═════ Alıntı Metin

Politika

Bahçeli: CHP'nin hayırını dikkate almak durumundayım; PKK ile mukayese olmaz

"Silahtan kaçanları siz daha sessiz bir silah haline dönüştürüp, diplomatik kılıfla bir başka yerde kullanamazsınız"

Fotoğraflar: Hürriyet'ten Selahattin Sönmez

16 Mart 2017 09:06

MHP Genel Başkanı Devlet Bahçeli, Avrupa’yla yaşanan diplomatik kriz konusunda, “Darbeye karşı demokrasi ısrarı karşısında Türkiye’yi ayakta alkışlamalıydı” dedi. Açıklamaları sırasında anayasa değişikliği referandumuna da değinen Bahçeli, Cumhurbaşkanı Tayyip Erdoğan'ın "Hayır diyenlere bakıyoruz; HDP, PKK, FETÖ" şeklindeki sözleriyle ilgili eleştirilerde bulundu. "Almanya ‘Hayır oyu vereceğim’ diyorsa, Barzani de ‘evet’ versin. Ben milletimin iradesini esas alırım. Yani CHP’nin hayırını bir başkasının evetini dikkate almak durumundayım. Bu ülkenin evladıyım ve burada siyaset yapıyorum" diyen Bahçeli, "Ona bakarsan PKK’nın durduğu yer ile CHP’nin durduğu yeri nasıl izah edeceksin? Böyle mukayese olmaz. PKK ile Barzani ile bizi bir araya getirerek MHP’ye yöneltilen bir eleştiri kimin aklında varsa şeytani düşünüyor demektir" görüşünü dile getirdi.  

Hürriyet'ten Umut Erdem'in haberine göre, cumartesi günü Elazığ’da meydanlara inecek olan ve "9 şehir belirledik, gelen talepler doğrultusunda bu sayı artabilir" diyen Bahçeli, gündeme ilişkin özetle şunları söyledi:

"Soğukkanlılıkla takip edilmeli"

══════════
═════ Sağlanan Materyal

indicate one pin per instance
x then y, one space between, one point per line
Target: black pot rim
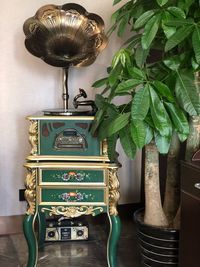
138 215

══════════

Talimat: Alıntı metne göre Bahçeli cumartesi günü hangi ilde meydanlara inecek? Sağlanan materyal, alıntı metinle ilgili değildir.

Beklenen Çıktı: Elazığ'da.